Written request 1:
In the remedian documentation, rewrite the paragraph beginning "This algorithm is used to approximate" more briefly, keeping its main facts.
Written request 2:
Carry on the remedian documentation from the point where it stops.

## START Selected text

Welcome to remedian’s documentation!¶
The Remedian: A Robust Averaging Method for Large Data Sets
This algorithm is used to approximate the median of several data chunks if these data chunks cannot (or should not) be loaded into memory at once.
References¶
- P.J. Rousseeuw, G.W. Bassett Jr., “The remedian: A robust averaging method for large data sets”, Journal of the American Statistical Association, vol. 85 (1990), pp. 97-104
- Chao, G. Lin, “The asymptotic distributions of the remedians”, Journal of Statistical Planning and Inference, vol. 37 (1993), pp. 1-11
- Domenico Cantone, Micha Hofri, “Further analysis of the remedian algorithm”, Theoretical Computer Science, vol. 495 (2013), pp. 1-16
Examples¶
A straight forward example:
import matplotlib.pyplot as plt
import numpy as np
from remedian.remedian import Remedian
# We can have data of any shape ... e.g., 3D:
data_shape = (2,3,4)
# Now we have to decide how many data observations we want to load into
# memory at a time before computing a first intermediate median from it
n_obs = 100
# Pick some example number ... assume we have `t` arrays of shape `data_shape`
# that we want to summarize with Remedian
t = 500
# Initialize the object
r = Remedian(data_shape, n_obs, t)
# Feed it the data ... for now, we just generate the data randomly on the go
# ... also save the actual data for comparison with true median
res = []
for obs_i in range(t):
obs = np.random.random(data_shape)

## END Selected text
## START Dataset content

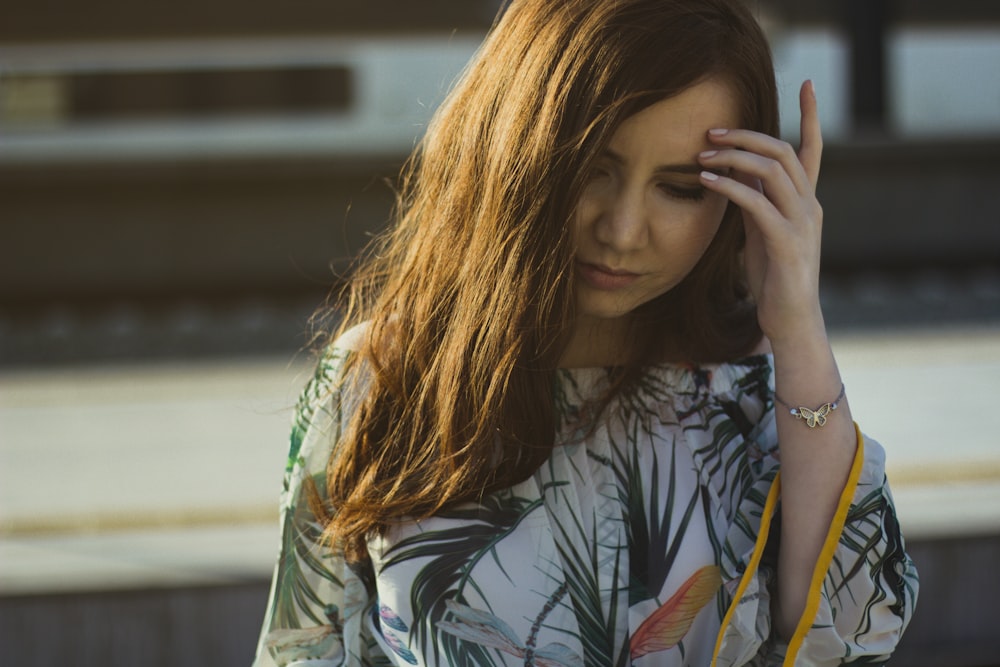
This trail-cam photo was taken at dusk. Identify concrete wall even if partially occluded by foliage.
[0,535,1000,667]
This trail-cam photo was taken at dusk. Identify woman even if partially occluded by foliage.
[256,0,917,667]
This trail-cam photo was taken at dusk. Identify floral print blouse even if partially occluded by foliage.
[254,346,917,667]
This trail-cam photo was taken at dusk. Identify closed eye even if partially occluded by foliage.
[659,183,707,201]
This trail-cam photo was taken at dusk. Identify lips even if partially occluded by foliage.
[576,261,639,291]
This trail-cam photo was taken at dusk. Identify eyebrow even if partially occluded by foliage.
[604,148,728,176]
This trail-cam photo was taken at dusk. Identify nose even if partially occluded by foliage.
[594,189,649,252]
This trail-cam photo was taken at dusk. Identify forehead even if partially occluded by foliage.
[608,78,740,158]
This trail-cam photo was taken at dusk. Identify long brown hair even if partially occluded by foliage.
[327,0,778,560]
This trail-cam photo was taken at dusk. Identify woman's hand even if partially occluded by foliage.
[699,81,825,348]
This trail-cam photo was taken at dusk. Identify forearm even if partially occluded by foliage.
[772,318,857,639]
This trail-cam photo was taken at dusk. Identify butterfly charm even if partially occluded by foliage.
[792,403,834,428]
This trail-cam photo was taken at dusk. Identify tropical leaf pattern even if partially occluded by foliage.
[254,347,918,667]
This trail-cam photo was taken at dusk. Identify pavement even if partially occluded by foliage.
[0,324,1000,596]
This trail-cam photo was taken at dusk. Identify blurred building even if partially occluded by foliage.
[0,0,1000,363]
[0,0,1000,667]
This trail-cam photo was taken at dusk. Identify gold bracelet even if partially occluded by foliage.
[774,383,847,428]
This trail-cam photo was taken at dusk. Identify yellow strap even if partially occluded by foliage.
[712,472,781,667]
[712,424,865,667]
[783,423,865,667]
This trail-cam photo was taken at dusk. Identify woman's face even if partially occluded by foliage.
[574,79,739,325]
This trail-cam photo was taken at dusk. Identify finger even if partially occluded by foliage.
[698,150,811,218]
[708,130,816,195]
[799,80,823,188]
[701,170,787,234]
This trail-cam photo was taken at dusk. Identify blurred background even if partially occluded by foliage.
[0,0,1000,667]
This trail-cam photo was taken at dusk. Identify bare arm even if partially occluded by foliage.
[700,82,856,639]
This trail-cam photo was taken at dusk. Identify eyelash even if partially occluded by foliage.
[660,184,707,201]
[587,167,708,202]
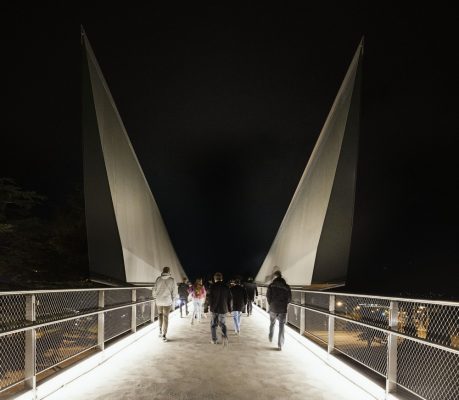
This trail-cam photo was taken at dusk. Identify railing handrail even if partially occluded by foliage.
[0,284,155,296]
[257,283,459,307]
[0,297,156,337]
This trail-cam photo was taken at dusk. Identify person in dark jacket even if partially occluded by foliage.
[230,277,247,335]
[244,277,258,316]
[266,271,292,350]
[178,277,190,318]
[209,272,233,346]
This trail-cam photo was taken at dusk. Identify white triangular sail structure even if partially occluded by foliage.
[256,41,363,285]
[82,32,186,283]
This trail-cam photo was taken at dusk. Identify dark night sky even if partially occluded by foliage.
[0,2,459,293]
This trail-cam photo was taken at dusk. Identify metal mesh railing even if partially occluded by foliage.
[397,301,459,348]
[0,287,154,397]
[36,315,97,373]
[257,286,459,400]
[304,310,328,343]
[397,338,459,400]
[105,308,132,340]
[335,296,390,328]
[287,304,301,329]
[0,294,29,332]
[105,289,132,306]
[36,291,99,322]
[334,320,387,376]
[0,332,25,389]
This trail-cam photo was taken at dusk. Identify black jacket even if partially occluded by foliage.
[266,278,292,313]
[177,282,188,299]
[244,282,258,301]
[209,281,233,314]
[230,285,247,311]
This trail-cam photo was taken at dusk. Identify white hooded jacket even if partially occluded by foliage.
[155,272,178,307]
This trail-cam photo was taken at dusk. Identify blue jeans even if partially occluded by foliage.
[180,297,188,317]
[269,311,287,347]
[210,313,227,341]
[232,311,242,332]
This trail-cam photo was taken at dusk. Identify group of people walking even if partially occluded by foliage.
[155,267,291,350]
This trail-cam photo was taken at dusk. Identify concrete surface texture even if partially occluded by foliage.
[47,308,373,400]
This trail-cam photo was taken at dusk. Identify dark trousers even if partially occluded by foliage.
[210,313,227,341]
[269,311,287,347]
[180,298,188,317]
[247,300,253,315]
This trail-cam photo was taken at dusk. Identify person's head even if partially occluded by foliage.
[273,270,282,279]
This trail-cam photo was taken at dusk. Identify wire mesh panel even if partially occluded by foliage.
[287,304,301,329]
[335,296,390,328]
[36,291,99,322]
[105,289,132,307]
[36,315,97,373]
[0,294,29,332]
[305,310,328,343]
[335,318,387,376]
[136,303,151,326]
[136,288,153,300]
[397,338,459,400]
[305,293,330,311]
[105,307,132,340]
[0,332,25,390]
[398,301,459,348]
[291,290,301,304]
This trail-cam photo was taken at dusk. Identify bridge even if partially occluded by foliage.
[0,35,459,400]
[0,286,459,400]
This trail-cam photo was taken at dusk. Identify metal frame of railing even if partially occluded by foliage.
[0,286,155,395]
[256,285,459,400]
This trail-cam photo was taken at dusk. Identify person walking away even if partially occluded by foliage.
[244,277,258,317]
[204,278,214,318]
[230,277,247,335]
[190,278,206,325]
[178,277,190,318]
[266,271,292,350]
[155,267,178,342]
[209,272,233,346]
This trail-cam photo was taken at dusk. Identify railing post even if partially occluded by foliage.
[300,292,306,336]
[265,289,269,313]
[327,294,335,354]
[150,289,156,322]
[97,290,105,350]
[386,301,398,395]
[131,289,137,333]
[24,294,37,390]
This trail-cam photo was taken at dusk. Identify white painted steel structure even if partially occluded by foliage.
[256,41,363,286]
[82,32,186,284]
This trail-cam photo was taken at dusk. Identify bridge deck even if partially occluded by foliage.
[47,309,373,400]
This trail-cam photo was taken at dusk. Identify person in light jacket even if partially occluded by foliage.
[155,267,178,342]
[189,278,206,325]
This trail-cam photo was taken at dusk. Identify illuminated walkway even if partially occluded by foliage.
[46,310,373,400]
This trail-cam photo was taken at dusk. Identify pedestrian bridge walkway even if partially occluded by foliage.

## END Dataset content

Final answer 1:
The algorithm estimates the median of several data chunks that cannot, or should not, be loaded into memory all at once.

Final answer 2:
r.add_obs(obs)
res.append(obs)
# Now we have the Remedian in `r.remedian`
# Let's summarize the results
x = np.median(np.asarray(res).squeeze(), axis=0)
y = r.remedian
xydiff = x-y
# For colorbar scaling
vmin = np.min([x.min(), y.min(), xydiff.min()])
vmax = np.max([x.max(), y.max(), xydiff.max()])
vmin = -1*np.max(np.abs([vmin, vmax]))
vmax = np.max(np.abs([vmin, vmax]))
# Plot it
plt.close('all')
plt.subplot(131)
plt.imshow(x.reshape(1,-1), aspect='auto', cmap='bwr', vmin=vmin, vmax=vmax)
plt.axis('off')
plt.title('True median')
plt.subplot(132)
plt.imshow(y.reshape(1,-1), aspect='auto', cmap='bwr', vmin=vmin, vmax=vmax)
plt.axis('off')
plt.title('Remedian')
plt.subplot(133)
plt.imshow(xydiff.reshape(1,-1), aspect='auto', cmap='bwr', vmin=vmin, vmax=vmax)
plt.axis('off')
plt.colorbar()
plt.title('Difference')